### SUPPLIED DATA:
_____

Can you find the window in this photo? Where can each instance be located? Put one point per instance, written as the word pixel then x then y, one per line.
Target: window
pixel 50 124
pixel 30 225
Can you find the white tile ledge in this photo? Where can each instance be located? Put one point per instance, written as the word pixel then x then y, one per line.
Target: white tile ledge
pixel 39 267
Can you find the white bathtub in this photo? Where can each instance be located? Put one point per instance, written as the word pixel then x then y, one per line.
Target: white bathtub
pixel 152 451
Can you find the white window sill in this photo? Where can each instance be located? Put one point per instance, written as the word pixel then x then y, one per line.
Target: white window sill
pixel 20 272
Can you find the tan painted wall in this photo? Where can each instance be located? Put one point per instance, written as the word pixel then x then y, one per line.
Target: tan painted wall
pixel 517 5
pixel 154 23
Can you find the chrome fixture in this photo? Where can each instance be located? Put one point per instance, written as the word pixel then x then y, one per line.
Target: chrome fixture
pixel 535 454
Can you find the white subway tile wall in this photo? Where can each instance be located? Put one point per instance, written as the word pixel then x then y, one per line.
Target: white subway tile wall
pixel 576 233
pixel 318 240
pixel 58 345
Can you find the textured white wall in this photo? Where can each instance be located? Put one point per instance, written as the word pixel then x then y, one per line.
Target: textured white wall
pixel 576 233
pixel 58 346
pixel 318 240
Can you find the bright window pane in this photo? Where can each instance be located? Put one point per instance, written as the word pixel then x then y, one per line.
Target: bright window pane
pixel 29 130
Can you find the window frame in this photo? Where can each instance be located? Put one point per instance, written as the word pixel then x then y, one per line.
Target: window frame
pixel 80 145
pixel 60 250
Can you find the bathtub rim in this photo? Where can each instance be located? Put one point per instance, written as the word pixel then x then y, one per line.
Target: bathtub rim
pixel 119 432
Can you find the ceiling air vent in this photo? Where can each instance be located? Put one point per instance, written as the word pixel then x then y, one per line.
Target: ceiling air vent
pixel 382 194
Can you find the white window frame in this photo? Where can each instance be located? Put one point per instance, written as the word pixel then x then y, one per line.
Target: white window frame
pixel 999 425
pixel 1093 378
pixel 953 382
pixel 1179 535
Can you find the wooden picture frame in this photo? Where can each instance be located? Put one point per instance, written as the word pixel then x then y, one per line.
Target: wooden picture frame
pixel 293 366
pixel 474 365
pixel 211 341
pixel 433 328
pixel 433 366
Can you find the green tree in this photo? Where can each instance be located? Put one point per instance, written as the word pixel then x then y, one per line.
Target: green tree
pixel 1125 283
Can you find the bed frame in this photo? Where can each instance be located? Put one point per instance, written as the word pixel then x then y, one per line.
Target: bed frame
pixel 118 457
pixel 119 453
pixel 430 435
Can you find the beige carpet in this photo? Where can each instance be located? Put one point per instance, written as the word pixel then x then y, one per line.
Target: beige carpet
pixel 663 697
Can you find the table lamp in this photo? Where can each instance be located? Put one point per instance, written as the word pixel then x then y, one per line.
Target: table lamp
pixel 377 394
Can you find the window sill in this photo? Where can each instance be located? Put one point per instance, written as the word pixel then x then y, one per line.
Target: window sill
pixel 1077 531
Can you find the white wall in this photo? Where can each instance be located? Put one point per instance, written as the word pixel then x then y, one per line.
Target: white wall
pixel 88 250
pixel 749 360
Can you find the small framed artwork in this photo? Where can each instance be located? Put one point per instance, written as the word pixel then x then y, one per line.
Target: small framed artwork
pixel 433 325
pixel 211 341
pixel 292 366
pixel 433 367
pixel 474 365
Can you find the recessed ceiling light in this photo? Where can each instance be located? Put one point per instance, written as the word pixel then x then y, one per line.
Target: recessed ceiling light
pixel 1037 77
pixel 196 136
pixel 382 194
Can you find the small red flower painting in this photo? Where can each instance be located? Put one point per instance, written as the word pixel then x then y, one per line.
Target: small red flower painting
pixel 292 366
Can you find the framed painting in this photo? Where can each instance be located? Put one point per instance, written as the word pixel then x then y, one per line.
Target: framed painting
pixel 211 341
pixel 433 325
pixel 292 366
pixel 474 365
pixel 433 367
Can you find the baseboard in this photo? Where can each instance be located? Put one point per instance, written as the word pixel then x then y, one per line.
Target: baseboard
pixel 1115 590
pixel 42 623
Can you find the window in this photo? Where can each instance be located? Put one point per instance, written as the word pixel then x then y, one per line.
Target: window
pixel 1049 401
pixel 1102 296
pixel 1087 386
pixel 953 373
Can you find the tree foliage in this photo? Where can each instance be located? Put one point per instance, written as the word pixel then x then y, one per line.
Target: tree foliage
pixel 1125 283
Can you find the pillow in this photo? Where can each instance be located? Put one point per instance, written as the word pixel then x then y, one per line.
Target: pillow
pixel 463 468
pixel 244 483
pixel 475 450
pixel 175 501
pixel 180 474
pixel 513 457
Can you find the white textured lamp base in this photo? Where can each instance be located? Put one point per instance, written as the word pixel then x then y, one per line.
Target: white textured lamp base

_____

### ASSIGNMENT:
Each line of the listing is to be printed again, unchanged.

### ANSWER SECTION:
Can you find the window in this photo? Where can each instance be located? Put one point per instance, written as the word pixel then x then y, one per line.
Target: window
pixel 50 124
pixel 30 225
Can you find the white tile ledge in this photo? Where can each instance be located? Put one point per instance, written as the word pixel then x then y, one per line.
Target: white tile ledge
pixel 39 267
Can you find the white bathtub in this photo? Where can each instance be located? Put one point per instance, written as the word pixel then x then y, one per line.
Target: white bathtub
pixel 152 451
Can you find the white window sill in this photo? Where can each instance be located? Put one point per instance, written as the word pixel then x then y, one per line.
Target: white window sill
pixel 20 272
Can you find the tan painted wall in this photo? Where can each instance be located? Put one point per instance, written as the word pixel then x then y, one per line.
Target: tan painted wall
pixel 517 5
pixel 154 23
Can you find the chrome fixture in this photo? Where can each instance be located? Put one point per instance, written as the word pixel then x then y, one per line.
Target: chrome fixture
pixel 535 454
Can you find the white subway tile wall in this photo? Where can each instance be located? Put one point per instance, written as the word pixel then x then y, one per line.
Target: white subway tile wall
pixel 576 233
pixel 318 240
pixel 58 345
Can you find the textured white wall in this photo? Where can each instance be located? Put one point per instance, written as the word pixel then x then y, one per line.
Target: textured white wall
pixel 576 233
pixel 58 346
pixel 318 240
Can you find the bright window pane in this photo? Where can each instance be located? Put one point per instance, written as the word pixel then x then y, one per line.
Target: bright window pane
pixel 29 130
Can you find the window frame in this photo? Where can each instance be located? Put one point per instance, written as the word pixel then x then y, one per line.
Target: window frame
pixel 80 145
pixel 60 250
Can you find the bathtub rim in this photo? Where can each instance be located? Put one point per instance, written as the word pixel then x then y, one per line.
Target: bathtub rim
pixel 119 432
Can you find the ceiling air vent in this photo? Where can each instance be located? Put one point per instance, written as the word pixel then x then y, one per line.
Target: ceiling air vent
pixel 382 194
Can you find the white window frame in this photo? Where can each instance be located? Put one point per instance, written as the word pixel then x then y, one per line.
Target: white window frame
pixel 999 425
pixel 1093 378
pixel 953 382
pixel 1179 535
Can you find the wooden picture frame in this photo? Where can each instance be located? Put one point per instance, written as the word pixel then x then y, one per line.
Target: wooden picture frame
pixel 293 366
pixel 474 365
pixel 211 341
pixel 433 328
pixel 433 366
Can you find the green tree in this photo? Where can each instance be located? Put one point per instance, written as the word pixel then x then y, one per line.
Target: green tree
pixel 1125 283
Can you find the bed frame in this photo? Where can each instance be located? Put one point per instance, written as the word pixel then x then y, one per line.
Target: bed frame
pixel 118 457
pixel 119 453
pixel 430 435
Can you find the beige carpet in this photo? Where can each instance be located? Put one point per instance, written as the word pixel then x then y, one per line.
Target: beige carpet
pixel 663 697
Can you find the table lamp in this photo? Where can each instance be located? Put one point per instance, written as the word pixel then x then y, one per line.
Target: table lamp
pixel 377 394
Can you find the window sill in this photo? Where can each instance be located? Put one point per instance, written as the word pixel then x then y, one per line.
Target: window sill
pixel 1077 531
Can you find the white wall in this photo? Where can each instance be located? Put one point per instance, written as the word pixel then x then y, one per line.
Target: white wall
pixel 88 250
pixel 749 360
Can you find the small framed artwork in this photo? Where can each instance be located? Put one point per instance, written as the word pixel then x then y, one per line.
Target: small framed artwork
pixel 433 325
pixel 211 341
pixel 292 366
pixel 433 367
pixel 474 365
Can you find the recessed ceiling light in this photo? Where can each instance be located? Put one point per instance, written as the word pixel then x then y, one per line.
Target: recessed ceiling light
pixel 1037 77
pixel 196 136
pixel 382 194
Can you find the small red flower painting in this photo? Where can each instance be located? Put one point per instance, written as the word pixel then x then y, one per line.
Target: small red flower painting
pixel 292 366
Can you find the framed painting in this photo? Where can each instance be located? Put one point per instance, written as the word pixel then x then y, one per line.
Target: framed painting
pixel 211 341
pixel 433 325
pixel 292 366
pixel 474 365
pixel 433 367
Can you find the baseboard in this photo? Where can each instance be located? Put one point per instance, written as the word pixel then x then y, one per line.
Target: baseboard
pixel 1115 590
pixel 42 623
Can you find the window in this photo? Where can each instance be located? Put one point per instance, written as the word pixel then x then y, one per line.
Target: window
pixel 1049 401
pixel 1102 296
pixel 1087 386
pixel 953 373
Can you find the tree foliage in this photo? Where can each instance be located? Put one point per instance, written as the word pixel then x then y, one per line.
Target: tree foliage
pixel 1125 283
Can you find the pillow in this photo? Where can each instance be located? Put one point per instance, written as the word pixel then x then y, one per line.
Target: pillow
pixel 463 468
pixel 244 483
pixel 475 450
pixel 175 501
pixel 180 474
pixel 513 457
Can you find the white textured lamp base in this photo? Where can each instance be located? Put one point per instance, written as the word pixel then x then y, one per line.
Target: white textured lamp base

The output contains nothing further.